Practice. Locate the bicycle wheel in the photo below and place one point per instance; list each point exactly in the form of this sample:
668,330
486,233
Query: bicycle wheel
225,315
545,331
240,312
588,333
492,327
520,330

## YOUR ASSIGNMENT
Everything in the listing needs to be duplicated exactly, line for line.

## RESULT FOR THIS EXERCISE
Practice. Locate the bicycle wheel in the photo below and place one point per instance; list each point exactly in the form of this sample:
668,330
486,233
Query: bicycle wheel
225,315
545,331
240,312
588,333
492,327
520,330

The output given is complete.